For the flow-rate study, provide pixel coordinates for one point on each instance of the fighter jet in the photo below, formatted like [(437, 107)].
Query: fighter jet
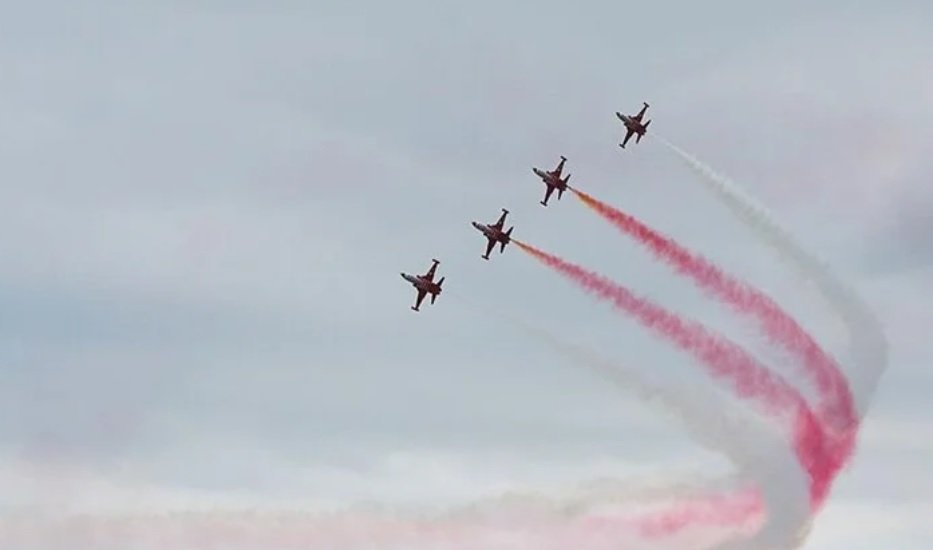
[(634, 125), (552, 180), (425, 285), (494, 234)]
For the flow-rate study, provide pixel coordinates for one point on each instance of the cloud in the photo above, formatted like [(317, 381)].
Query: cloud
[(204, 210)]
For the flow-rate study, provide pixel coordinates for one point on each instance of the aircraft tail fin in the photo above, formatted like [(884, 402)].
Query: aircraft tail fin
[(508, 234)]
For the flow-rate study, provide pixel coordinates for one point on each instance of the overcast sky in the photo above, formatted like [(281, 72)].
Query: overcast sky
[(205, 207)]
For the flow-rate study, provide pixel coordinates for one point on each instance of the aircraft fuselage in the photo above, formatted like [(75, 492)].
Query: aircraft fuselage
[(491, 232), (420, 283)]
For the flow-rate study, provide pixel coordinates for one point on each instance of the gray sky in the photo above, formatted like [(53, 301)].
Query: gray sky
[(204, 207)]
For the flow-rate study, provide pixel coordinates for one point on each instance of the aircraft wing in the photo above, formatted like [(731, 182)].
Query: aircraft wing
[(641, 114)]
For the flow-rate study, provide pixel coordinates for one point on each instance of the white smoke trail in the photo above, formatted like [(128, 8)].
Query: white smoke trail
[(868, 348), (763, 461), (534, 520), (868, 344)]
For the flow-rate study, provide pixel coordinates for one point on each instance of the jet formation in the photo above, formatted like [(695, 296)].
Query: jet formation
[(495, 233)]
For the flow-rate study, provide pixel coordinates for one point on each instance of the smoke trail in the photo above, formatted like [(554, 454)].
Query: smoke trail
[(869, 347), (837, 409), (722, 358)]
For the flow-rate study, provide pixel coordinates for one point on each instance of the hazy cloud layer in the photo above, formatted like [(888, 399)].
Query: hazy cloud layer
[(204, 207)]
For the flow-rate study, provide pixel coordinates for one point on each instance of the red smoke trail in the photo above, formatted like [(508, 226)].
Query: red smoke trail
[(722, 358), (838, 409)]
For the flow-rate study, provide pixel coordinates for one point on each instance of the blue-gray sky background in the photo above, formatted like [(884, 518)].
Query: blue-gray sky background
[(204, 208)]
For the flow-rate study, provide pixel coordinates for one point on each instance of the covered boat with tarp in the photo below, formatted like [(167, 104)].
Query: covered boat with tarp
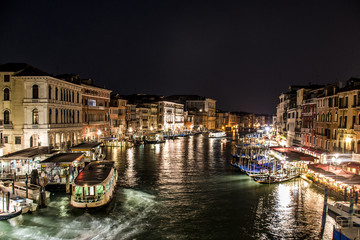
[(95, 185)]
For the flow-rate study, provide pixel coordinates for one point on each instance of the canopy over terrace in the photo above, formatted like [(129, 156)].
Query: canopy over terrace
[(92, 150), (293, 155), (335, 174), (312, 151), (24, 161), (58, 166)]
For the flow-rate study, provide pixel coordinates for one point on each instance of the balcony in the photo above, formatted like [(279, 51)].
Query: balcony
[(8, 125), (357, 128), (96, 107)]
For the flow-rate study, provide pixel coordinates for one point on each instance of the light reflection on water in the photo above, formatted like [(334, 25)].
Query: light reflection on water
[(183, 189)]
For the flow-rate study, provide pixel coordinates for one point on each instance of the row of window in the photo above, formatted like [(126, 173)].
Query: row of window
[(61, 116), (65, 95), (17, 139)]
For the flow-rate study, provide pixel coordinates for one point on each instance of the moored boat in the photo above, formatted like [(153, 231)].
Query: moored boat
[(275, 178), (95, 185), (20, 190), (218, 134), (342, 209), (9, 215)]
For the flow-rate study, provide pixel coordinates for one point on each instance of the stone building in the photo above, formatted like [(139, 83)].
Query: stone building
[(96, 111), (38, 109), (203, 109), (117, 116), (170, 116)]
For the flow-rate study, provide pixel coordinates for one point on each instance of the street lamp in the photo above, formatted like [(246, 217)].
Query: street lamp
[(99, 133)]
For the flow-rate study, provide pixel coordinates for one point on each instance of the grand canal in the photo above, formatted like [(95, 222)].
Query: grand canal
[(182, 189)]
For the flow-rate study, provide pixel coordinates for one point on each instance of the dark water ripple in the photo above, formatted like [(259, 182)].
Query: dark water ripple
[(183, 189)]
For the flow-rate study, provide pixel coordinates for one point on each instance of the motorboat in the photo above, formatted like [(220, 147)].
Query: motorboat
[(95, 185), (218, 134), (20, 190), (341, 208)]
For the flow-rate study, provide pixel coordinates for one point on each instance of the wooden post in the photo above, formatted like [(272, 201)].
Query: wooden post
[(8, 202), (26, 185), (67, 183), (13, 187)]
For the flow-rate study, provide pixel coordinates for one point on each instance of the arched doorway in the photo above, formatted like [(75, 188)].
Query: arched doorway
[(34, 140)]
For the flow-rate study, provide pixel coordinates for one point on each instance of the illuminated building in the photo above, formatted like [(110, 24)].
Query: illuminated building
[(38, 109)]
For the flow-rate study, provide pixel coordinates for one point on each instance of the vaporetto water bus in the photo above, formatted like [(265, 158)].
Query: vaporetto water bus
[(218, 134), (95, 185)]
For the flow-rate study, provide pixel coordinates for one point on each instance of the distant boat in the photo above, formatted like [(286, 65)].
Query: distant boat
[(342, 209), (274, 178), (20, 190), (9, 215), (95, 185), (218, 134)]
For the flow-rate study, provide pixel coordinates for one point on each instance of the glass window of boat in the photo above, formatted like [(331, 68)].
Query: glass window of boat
----
◆ SET TASK
Update the listing above by changing every "photo" to "image" and keeping everything else the same. Leave the pictures out of your answer.

◆ EXPECTED OUTPUT
For the flow-rate study, provide pixel coordinates for one point on each instance of the fighter jet in the image below, formatted like [(437, 107)].
Query: fighter jet
[(634, 125), (552, 180), (425, 285), (494, 234)]
For the flow-rate study, provide pixel coordinates for one point on each instance of the cloud in the image above, formatted like [(317, 381)].
Query: cloud
[(204, 210)]
For the flow-rate study, provide pixel coordinates for one point on each instance of the aircraft tail fin in the image above, formatted like [(884, 402)].
Query: aircraft tail fin
[(508, 234)]
For the flow-rate study, provide pixel coordinates for one point on each instance of the overcast sky in the image above, formatted like [(281, 72)].
Query: overcast sky
[(205, 207)]
For the flow-rate study, provide pixel coordinates for one point on each instance of the aircraft fuselage in the image above, formatted like [(75, 492)].
Query: aircraft fuselage
[(491, 232), (420, 283)]
For the flow-rate study, provide pixel coordinates for one point on each instance of the gray sky in the image above, formatted like [(53, 301)].
Query: gray sky
[(204, 207)]
For the flow-rate study, provide pixel coordinates for one point on each instance of the aircraft wing in the image above, formatted like [(731, 182)].
Query: aircraft wing
[(641, 114)]
For the flow-rate study, provide pixel coordinates for one point on each instance of the white smoke trail in the image above, formatted like [(128, 8)].
Query: white smoke trail
[(868, 348), (763, 461), (534, 520), (868, 344)]
For the flow-rate study, provide pixel coordinates for one point on each instance of the jet formation in the image above, formatted like [(695, 296)].
Query: jet formation
[(495, 233)]
For the flow-rate study, provide pixel coordinates for one point on each instance of the smoke trail in the image above, formatted like [(554, 454)].
Query: smoke trail
[(869, 347), (837, 409), (722, 358)]
For the flow-rate study, provide pixel coordinates for one point on each instance of the hazy cloud layer in the image above, formatted like [(888, 399)].
Query: hazy cloud layer
[(204, 207)]
For the flow-rate study, provide pixel coordinates for one point on each instance of the red smoke trail in the image above, formatted like [(508, 226)].
Query: red smoke trail
[(722, 358), (838, 409)]
For the flow-rate study, provide pixel coordinates for one point on each instance of the blue-gray sky background in the image above, formatted like [(884, 518)].
Query: blue-gray sky background
[(204, 208)]
For the flow-rate study, provide pixel coordinates for one point on each instance of the covered boat with tarp in the image below, formatted like [(167, 104)].
Query: covered boat with tarp
[(95, 185)]
For the flow-rate study, provide pixel coordinates for one point on each instance of the canopy over terrace in the image above, formatted like [(129, 156)].
Query: canopy over terrace
[(92, 150), (293, 155), (335, 174), (312, 151), (24, 161), (58, 166)]
For the flow-rate study, provide pixel coordinates for one point on each instance of the balcony in the image above, formatted like [(279, 51)].
Query: balcony
[(8, 125), (357, 128), (96, 107)]
For the flow-rate study, provide pixel coordinates for one point on each instance of the light reflection on water in the image above, formatted like [(334, 25)].
Query: light reflection on water
[(183, 189)]
For the flow-rate study, provide pixel coordinates for one point on each instance of the row of window in the image above, formatted like [(126, 173)].
Query: row of window
[(61, 116), (65, 95), (17, 139)]
For the flow-rate study, provide pixel coordinates for one point on each instance of the moored boat in the image above, formatted like [(153, 231)].
Query: moored boat
[(275, 178), (95, 185), (20, 190), (218, 134), (342, 209), (9, 215)]
For the flow-rate study, provide pixel coordinates for one point on each instance of the stone building in the image above, formatted like [(139, 83)].
Query: stone building
[(96, 111), (38, 109), (203, 109), (117, 116), (170, 116)]
For the flow-rate study, provide pixel coordinates for one point on each instance of the street lamp in the image above, formatted like [(246, 217)].
Query: street lamp
[(99, 133)]
For the flow-rate study, provide pixel coordinates for one point on each instance of the grand canal in the image above, formatted like [(95, 222)].
Query: grand canal
[(182, 189)]
For the flow-rate study, provide pixel coordinates for one point on each instance of the dark water ripple in the image above, formatted like [(259, 182)].
Query: dark water ripple
[(183, 189)]
For the flow-rate study, provide pixel coordinates for one point on each instance of the motorboat in the image above, formatted like [(220, 147)].
Query: motorboat
[(95, 185), (218, 134), (20, 190), (341, 208)]
For the flow-rate study, provide pixel coordinates for one point on each instance of the wooden post in the image above, formatted like [(272, 201)].
Query: wooden post
[(8, 202), (26, 185), (67, 183), (13, 187)]
For the flow-rate study, provide pixel coordinates for one point on each instance of the arched doorway in the image above, formatted like [(75, 188)].
Query: arched doorway
[(34, 140)]
For the flow-rate study, provide pixel coordinates for one point on each instance of the illuminated building in the image above, formatted like [(110, 24)].
Query: illuminated building
[(38, 109)]
For the flow-rate study, provide pixel coordinates for one point on each instance of the vaporetto water bus in the image above, formatted like [(265, 158)].
Query: vaporetto water bus
[(218, 134), (95, 185)]
For the flow-rate study, provide pixel coordinates for one point on each instance of the distant boat in the image above, formatted like [(286, 65)].
Query: distant boat
[(342, 209), (274, 178), (20, 190), (9, 215), (95, 185), (218, 134)]
For the flow-rate study, provide pixel coordinates for one point on each instance of the glass window of boat in the image above, formatted like [(331, 68)].
Query: glass window of boat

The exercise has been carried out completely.